Stated exercise. Can you turn the records below into a numbered list, starting with the line that contains "Tell me — is the hydraulic" and going on through the line that contains "[[539, 148, 728, 453]]"? Skip blank lines and leave out the picture.

Data shown.
+-------+

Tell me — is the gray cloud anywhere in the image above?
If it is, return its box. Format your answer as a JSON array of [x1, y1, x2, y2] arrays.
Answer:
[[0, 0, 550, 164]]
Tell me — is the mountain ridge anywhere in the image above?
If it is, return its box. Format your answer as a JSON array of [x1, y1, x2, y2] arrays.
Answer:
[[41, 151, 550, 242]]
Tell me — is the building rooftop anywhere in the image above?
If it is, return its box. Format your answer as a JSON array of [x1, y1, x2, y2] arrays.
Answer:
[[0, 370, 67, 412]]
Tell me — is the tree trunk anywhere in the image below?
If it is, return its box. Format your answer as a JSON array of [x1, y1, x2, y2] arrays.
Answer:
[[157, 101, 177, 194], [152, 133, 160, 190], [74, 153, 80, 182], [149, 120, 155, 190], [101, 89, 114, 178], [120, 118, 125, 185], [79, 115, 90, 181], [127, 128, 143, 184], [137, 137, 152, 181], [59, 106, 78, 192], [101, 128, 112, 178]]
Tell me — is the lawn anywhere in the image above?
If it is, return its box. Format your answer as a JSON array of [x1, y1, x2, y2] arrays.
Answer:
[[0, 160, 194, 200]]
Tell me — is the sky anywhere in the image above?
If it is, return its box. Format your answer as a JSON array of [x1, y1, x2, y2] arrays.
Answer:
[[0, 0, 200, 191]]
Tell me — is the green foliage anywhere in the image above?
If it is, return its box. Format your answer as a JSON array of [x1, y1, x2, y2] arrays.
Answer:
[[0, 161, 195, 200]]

+-------+

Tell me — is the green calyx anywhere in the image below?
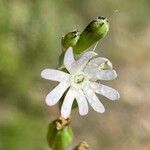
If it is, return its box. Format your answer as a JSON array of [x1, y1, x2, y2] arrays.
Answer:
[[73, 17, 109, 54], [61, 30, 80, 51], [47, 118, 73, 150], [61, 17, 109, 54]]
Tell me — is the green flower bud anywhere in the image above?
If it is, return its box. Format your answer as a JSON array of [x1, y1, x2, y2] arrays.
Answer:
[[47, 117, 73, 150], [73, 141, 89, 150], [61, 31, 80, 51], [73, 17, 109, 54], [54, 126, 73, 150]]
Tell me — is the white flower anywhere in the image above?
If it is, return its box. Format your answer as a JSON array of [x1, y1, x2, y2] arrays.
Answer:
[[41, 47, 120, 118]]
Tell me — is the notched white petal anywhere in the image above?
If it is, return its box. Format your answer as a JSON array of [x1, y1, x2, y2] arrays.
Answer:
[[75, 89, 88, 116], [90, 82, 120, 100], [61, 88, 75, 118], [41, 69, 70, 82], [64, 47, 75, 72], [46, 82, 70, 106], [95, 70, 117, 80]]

+-------+

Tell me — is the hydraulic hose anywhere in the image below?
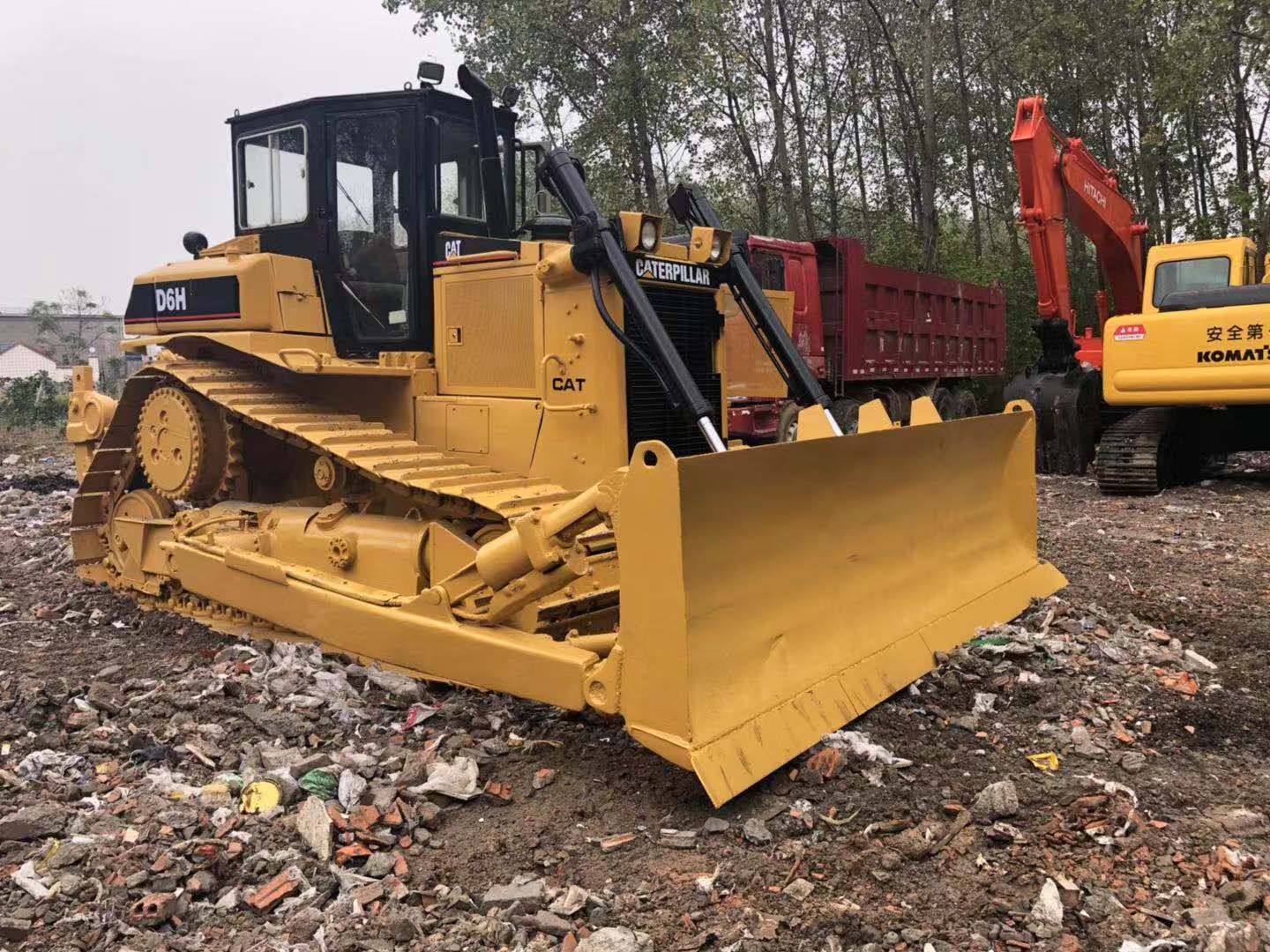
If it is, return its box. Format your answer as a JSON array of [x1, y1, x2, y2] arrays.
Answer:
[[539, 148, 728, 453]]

+-------+

Finished answer.
1. Tell me — is the hydraulic hose anywhere in the image below?
2. If it is, return its box. Format your answer as a JSON array of [x1, y1, x2, y2] arrays.
3. Answer:
4. [[539, 148, 728, 453]]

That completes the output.